> **Material for this task**:

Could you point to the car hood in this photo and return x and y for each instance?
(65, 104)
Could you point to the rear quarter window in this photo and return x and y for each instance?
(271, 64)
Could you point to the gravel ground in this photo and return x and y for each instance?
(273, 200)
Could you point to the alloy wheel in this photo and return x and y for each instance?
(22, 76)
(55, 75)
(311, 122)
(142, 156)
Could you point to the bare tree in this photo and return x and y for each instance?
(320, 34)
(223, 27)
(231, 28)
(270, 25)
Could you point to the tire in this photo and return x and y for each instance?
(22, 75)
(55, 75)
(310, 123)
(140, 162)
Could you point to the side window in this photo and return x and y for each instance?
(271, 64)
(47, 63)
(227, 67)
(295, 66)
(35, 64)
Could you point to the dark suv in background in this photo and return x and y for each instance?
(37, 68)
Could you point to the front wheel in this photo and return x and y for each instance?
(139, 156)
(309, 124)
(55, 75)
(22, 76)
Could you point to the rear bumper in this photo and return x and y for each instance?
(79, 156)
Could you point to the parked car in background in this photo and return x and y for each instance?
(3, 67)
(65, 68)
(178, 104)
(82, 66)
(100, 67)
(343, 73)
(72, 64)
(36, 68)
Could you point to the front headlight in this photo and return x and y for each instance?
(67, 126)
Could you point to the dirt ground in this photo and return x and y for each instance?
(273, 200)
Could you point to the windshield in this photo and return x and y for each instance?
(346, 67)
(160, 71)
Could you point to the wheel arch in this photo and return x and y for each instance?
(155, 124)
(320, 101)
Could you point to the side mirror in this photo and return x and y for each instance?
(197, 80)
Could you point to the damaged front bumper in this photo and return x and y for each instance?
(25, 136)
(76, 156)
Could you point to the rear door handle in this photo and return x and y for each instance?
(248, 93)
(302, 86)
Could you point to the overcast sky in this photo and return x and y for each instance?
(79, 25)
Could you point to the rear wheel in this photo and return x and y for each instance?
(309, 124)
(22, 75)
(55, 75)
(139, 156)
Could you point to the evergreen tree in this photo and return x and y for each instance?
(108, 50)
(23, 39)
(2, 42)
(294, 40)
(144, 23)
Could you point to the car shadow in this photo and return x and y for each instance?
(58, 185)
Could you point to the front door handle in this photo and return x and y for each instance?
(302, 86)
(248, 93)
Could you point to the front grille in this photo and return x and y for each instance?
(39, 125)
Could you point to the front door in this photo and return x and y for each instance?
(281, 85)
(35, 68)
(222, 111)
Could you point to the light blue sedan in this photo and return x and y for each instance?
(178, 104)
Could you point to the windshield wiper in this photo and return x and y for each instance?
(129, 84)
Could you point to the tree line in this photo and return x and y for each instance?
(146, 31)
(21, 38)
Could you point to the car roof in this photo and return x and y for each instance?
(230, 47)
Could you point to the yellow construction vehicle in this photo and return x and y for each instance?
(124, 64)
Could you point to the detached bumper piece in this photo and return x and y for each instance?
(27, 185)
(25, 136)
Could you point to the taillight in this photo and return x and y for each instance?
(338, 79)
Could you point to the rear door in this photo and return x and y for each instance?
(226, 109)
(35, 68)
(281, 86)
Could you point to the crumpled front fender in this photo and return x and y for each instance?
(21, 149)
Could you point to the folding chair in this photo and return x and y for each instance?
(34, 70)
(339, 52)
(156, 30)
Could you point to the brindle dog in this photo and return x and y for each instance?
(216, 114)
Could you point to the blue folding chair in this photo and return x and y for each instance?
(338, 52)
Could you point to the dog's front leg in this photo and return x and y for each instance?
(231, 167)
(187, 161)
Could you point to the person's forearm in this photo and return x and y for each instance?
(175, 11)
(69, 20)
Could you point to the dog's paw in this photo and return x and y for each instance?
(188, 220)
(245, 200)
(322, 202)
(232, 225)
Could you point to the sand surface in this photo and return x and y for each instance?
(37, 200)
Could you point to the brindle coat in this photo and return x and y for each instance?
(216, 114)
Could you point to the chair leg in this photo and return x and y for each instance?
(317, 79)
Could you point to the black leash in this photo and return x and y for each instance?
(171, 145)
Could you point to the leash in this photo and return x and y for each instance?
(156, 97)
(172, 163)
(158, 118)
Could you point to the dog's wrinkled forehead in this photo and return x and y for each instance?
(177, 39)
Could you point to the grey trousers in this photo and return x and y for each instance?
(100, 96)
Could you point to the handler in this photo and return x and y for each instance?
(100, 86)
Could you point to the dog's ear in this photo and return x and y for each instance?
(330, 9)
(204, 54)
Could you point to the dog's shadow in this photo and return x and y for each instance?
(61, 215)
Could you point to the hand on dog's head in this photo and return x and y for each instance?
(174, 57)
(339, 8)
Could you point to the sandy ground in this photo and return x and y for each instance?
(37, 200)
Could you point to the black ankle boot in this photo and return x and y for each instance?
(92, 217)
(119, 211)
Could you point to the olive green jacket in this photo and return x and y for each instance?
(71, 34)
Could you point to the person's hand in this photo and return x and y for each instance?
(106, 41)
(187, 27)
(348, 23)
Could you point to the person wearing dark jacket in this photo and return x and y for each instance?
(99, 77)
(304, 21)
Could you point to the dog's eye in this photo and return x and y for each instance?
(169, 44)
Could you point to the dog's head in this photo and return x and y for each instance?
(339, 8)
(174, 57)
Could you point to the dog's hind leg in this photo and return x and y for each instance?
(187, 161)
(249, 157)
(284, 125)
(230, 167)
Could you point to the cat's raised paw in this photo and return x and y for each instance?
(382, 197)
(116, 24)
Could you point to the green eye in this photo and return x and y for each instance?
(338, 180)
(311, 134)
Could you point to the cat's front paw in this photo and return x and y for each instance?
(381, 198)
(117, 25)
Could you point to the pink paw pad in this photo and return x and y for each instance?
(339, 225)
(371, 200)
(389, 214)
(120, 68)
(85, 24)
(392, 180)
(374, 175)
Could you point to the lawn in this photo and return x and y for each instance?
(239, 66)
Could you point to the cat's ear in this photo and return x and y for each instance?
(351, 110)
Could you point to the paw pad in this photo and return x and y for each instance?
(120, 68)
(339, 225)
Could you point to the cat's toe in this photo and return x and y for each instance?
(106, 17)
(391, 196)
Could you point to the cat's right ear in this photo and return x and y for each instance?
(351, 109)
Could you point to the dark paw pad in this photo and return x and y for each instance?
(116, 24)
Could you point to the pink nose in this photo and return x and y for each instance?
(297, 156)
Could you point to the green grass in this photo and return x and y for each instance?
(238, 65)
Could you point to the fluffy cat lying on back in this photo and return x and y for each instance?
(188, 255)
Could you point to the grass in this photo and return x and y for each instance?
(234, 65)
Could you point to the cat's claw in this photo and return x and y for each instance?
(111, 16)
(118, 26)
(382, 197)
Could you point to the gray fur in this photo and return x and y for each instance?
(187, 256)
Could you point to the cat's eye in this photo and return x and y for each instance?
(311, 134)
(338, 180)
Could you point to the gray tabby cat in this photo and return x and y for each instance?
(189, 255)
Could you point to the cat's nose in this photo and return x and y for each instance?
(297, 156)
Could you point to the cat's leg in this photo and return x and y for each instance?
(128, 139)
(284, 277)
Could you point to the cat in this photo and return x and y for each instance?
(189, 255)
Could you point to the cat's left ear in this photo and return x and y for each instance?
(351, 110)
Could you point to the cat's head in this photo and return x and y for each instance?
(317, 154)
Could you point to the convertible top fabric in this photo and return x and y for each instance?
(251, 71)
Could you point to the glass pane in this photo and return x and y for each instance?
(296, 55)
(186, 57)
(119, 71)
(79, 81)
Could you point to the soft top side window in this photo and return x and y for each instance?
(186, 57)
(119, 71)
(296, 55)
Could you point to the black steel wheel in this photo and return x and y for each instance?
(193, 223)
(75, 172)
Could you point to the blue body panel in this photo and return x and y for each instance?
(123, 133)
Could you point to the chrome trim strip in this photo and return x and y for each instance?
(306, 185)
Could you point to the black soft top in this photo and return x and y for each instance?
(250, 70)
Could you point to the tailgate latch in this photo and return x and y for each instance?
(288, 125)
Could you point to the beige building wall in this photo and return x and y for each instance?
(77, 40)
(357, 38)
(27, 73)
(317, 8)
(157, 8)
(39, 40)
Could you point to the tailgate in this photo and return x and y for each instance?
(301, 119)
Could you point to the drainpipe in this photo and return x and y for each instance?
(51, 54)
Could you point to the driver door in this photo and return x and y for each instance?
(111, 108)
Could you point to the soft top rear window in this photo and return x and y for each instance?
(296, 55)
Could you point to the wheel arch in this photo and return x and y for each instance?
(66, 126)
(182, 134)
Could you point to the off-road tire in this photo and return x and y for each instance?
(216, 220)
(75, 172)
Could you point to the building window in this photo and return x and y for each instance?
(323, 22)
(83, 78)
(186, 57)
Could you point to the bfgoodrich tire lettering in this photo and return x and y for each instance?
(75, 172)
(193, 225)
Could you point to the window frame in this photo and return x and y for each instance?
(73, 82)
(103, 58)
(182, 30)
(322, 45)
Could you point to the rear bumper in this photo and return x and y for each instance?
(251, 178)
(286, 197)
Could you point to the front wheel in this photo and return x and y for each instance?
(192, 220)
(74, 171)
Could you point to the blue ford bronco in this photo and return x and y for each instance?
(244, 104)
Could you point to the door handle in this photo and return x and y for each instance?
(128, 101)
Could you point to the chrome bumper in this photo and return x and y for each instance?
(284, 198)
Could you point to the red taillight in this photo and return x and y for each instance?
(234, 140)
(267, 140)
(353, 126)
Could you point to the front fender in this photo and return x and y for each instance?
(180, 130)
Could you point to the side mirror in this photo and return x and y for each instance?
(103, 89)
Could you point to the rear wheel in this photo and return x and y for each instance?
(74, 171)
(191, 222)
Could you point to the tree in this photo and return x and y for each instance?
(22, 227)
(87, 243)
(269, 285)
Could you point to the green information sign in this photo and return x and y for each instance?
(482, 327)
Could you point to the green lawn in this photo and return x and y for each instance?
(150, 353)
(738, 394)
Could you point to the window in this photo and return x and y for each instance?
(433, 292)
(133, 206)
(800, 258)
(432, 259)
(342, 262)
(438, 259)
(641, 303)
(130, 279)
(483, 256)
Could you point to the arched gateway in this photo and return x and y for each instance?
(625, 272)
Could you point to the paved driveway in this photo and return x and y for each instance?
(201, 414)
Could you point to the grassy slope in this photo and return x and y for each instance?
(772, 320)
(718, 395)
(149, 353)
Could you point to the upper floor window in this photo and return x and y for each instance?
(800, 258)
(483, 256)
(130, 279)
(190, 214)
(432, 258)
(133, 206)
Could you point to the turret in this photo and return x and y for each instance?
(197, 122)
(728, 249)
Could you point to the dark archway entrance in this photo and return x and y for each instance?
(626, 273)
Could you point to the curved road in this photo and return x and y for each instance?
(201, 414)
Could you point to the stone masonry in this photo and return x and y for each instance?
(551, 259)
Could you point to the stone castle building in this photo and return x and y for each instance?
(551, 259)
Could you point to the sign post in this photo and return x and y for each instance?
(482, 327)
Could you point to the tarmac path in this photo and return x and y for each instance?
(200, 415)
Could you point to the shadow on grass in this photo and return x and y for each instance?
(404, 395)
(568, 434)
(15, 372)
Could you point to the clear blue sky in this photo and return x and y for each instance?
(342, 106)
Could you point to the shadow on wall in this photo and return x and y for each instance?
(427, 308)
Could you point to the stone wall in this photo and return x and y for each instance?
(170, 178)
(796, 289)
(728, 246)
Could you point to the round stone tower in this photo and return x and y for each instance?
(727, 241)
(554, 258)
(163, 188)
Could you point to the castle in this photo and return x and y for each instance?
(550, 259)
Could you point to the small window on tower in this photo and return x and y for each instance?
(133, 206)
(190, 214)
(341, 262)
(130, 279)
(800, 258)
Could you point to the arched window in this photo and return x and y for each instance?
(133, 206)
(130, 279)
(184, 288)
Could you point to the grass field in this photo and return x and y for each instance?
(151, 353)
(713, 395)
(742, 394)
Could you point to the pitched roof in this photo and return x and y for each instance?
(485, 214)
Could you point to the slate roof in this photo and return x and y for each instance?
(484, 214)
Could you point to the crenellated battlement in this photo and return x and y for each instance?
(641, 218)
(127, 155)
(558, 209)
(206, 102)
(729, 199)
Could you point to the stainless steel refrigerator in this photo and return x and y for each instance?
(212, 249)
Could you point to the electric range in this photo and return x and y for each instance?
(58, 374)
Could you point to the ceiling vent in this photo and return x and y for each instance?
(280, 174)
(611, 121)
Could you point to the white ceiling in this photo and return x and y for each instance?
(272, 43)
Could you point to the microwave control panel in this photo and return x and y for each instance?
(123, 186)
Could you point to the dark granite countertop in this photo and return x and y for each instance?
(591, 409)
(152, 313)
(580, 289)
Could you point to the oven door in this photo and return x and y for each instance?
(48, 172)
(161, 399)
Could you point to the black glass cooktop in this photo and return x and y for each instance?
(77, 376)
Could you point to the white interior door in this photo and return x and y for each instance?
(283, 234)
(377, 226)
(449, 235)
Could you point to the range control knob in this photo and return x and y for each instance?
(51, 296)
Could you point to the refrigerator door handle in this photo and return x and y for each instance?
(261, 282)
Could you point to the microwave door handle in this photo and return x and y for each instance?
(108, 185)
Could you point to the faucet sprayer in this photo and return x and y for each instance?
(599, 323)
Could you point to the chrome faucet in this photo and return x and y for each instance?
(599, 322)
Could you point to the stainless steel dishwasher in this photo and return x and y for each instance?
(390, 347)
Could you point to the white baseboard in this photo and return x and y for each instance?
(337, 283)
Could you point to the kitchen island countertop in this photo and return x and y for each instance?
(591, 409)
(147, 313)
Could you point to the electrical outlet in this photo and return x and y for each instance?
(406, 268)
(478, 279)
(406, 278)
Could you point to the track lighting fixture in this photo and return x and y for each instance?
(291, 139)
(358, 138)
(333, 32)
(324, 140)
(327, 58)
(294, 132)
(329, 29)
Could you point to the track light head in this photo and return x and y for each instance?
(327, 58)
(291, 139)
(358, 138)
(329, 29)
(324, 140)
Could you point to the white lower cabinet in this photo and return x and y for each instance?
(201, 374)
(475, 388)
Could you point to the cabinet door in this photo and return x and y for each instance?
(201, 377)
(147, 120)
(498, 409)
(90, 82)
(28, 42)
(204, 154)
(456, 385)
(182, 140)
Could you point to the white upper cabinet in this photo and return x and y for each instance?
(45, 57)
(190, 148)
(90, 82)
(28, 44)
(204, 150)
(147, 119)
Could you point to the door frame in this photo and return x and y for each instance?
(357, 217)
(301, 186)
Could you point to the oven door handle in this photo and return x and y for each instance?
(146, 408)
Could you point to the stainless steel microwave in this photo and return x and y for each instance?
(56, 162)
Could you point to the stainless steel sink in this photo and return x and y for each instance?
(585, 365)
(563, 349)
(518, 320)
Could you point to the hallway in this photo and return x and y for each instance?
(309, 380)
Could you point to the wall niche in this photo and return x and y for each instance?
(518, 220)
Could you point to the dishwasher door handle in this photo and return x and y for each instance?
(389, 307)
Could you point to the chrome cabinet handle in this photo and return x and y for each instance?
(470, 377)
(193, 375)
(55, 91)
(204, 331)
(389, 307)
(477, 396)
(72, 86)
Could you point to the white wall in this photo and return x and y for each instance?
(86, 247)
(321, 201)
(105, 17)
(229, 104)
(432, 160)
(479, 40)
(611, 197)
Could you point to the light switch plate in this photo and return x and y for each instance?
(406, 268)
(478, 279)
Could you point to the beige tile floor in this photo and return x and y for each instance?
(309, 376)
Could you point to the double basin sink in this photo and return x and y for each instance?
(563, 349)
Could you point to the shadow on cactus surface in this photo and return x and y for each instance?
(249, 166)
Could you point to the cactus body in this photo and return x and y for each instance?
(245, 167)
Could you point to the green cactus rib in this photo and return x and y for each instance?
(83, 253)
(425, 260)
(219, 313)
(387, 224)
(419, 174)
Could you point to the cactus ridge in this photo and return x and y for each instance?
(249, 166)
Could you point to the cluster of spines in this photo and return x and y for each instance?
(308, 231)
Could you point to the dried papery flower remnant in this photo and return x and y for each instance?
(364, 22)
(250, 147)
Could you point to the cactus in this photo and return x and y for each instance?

> **Instructions for the task**: Output exactly the lines from the one containing "Could you point to the chrome cabinet" through the last line of the entries, both ends included.

> **Answer below**:
Could you point to the chrome cabinet handle in this photo and return x and y for each instance?
(470, 377)
(193, 375)
(55, 91)
(204, 331)
(389, 307)
(477, 396)
(72, 86)
Could you point to the white wall in this photo and return x and y for each instance?
(86, 247)
(321, 201)
(105, 17)
(229, 104)
(432, 160)
(479, 40)
(611, 197)
Could you point to the light switch plate in this photo and return x and y for each instance?
(406, 268)
(478, 279)
Could you point to the beige tile floor in this photo and return x and y for each instance?
(309, 376)
Could you point to the double basin sink in this photo and return x and y for each instance?
(563, 349)
Could you point to the shadow on cactus surface in this photo and return x and y for each instance?
(249, 166)
Could you point to the cactus body in this photo and return x and y for each instance?
(245, 167)
Could you point to the green cactus rib in this photo and return x and y for each instance?
(83, 253)
(425, 260)
(219, 313)
(387, 224)
(419, 174)
Could you point to the cactus ridge in this photo and return x and y for each instance?
(249, 166)
Could you point to the cluster of spines in this photo and return x and y for each instance?
(308, 231)
Could you point to the dried papery flower remnant in this photo and return x and y for each instance?
(364, 22)
(250, 147)
Could you point to the cactus in this photo and return x and y for each instance?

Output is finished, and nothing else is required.